First, the determination of whether a proceeding is an appropriate means to seek to remedy an injury, loss, or damage depends upon the specific factual and/or statutory setting of each case: Nasr Hospitality Services Inc. v. Intact Insurance, 2018 ONCA 725, 142 O.R. (3d) 561, at para. 46. Second, this court has observed that two circumstances most often delay the date on which a claim is discovered under this subsection. The first is when the plaintiff relied on the defendant’s superior knowledge and expertise, especially where the defendant took steps to ameliorate the loss. The other situation is where an alternative dispute resolution process offers an adequate remedy, and it has not been completed: Nasr, at para. 50. Third, Sharpe J.A. in Markel Insurance Company of Canada v. ING Insurance Company of Canada, 2012 ONCA 218, 109 O.R. (3d) 652, at para. 34, provided the following guidance concerning the meaning of the term “appropriate”:This brings me to the question of when it would be “appropriate” to bring a proceeding within the meaning of s. 5 (1)(a)(iv) of the Limitations Act. Here as well, I fully accept that parties should be discouraged from rushing to litigation or arbitration and encouraged to discuss and negotiate claims. In my view, when s. 5 (1) (a)(iv) states that a claim is “discovered” only when “having a regard to the nature of the injury, loss or damage, a proceeding would be an appropriate means to seek to remedy it,” the word “appropriate” must mean legally appropriate. To give “appropriate” an evaluative gloss allowing a party to delay the commencement of proceedings for some tactical or other reason beyond two years from the date the claim is fully ripened and requiring the court to assess the tone and tenor of communications in search of a clear denial would, in my opinion, inject an unacceptable element of uncertainty into the law of limitation of actions. [Emphasis in original.]
It’s also another addition to the jurisprudence considering the impact of a criminal proceeding on the timeliness of a civil proceeding. The outcome of a criminal proceeding may assist in assessing the merits of a civil proceeding, but that’s not a material consideration in the limitations analysis:
 The appellant’s principal submission is that he should have been permitted to wait until the criminal proceedings concluded so that he could evaluate his chances of success in litigation. He argues that litigation is an expensive and risky proposition, and he should not have been forced to commence a civil proceeding until he knew that he had a chance of success. This argument, of course, is precisely what this court in Markel said a plaintiff is not permitted to do. If such an evaluative analysis could effectively stop the running of the limitation period, questions will necessarily follow regarding the nature of that analysis and the factors that could be considered. For example, is it open to a plaintiff to argue that he or she can await the outcome of a related discipline process in a professional negligence claim? May a potential plaintiff commence a claim many years after the events if there is a change in the law that increases his or her chances of success? If a critical witness goes missing and is later discovered, is it open to the plaintiff to assert that he or she did not know whether it was appropriate to bring an action until the witness was found?
○ ○ ○ ○ ○ ○ ○
_EXERCISE_
In the passage on limitation periods, what does the word "appropriate" in s. 5(1)(a)(iv) of the Limitations Act mean?
○ ○ ○ ○ ○ ○ ○
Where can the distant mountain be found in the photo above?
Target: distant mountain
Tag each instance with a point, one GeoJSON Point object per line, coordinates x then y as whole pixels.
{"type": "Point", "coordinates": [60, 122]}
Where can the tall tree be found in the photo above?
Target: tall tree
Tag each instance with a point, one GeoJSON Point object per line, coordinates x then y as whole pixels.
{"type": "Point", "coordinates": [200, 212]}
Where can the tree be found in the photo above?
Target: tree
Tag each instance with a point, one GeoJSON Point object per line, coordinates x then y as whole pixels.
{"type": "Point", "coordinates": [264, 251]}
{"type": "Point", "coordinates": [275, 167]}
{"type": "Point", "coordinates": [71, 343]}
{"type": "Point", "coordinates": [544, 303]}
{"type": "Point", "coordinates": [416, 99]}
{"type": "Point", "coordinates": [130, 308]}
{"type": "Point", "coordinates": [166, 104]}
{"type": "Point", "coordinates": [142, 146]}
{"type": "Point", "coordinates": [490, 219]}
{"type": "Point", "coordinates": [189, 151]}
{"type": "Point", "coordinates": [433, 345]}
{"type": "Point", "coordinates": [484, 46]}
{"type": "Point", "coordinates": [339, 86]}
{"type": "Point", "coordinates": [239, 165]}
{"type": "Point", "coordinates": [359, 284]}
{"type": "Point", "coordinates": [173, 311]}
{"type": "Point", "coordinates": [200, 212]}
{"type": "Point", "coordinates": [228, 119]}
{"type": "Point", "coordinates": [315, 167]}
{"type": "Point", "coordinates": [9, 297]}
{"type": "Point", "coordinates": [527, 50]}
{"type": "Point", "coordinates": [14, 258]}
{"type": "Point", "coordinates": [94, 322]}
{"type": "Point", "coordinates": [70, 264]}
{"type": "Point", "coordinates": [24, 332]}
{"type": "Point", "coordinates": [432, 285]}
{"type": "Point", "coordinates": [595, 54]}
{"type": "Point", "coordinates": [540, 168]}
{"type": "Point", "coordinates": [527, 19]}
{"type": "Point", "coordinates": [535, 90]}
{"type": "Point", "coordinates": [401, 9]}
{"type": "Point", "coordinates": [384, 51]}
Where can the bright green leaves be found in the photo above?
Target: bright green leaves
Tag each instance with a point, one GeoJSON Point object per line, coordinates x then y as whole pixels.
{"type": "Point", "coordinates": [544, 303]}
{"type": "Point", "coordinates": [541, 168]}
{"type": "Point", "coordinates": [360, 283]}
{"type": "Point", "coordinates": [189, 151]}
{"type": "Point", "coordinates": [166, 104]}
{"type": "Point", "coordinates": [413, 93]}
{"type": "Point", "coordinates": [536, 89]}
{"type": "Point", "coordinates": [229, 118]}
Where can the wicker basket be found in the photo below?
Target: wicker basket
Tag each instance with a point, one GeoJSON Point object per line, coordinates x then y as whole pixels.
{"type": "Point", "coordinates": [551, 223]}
○ ○ ○ ○ ○ ○ ○
_ANSWER SECTION_
It must mean legally appropriate.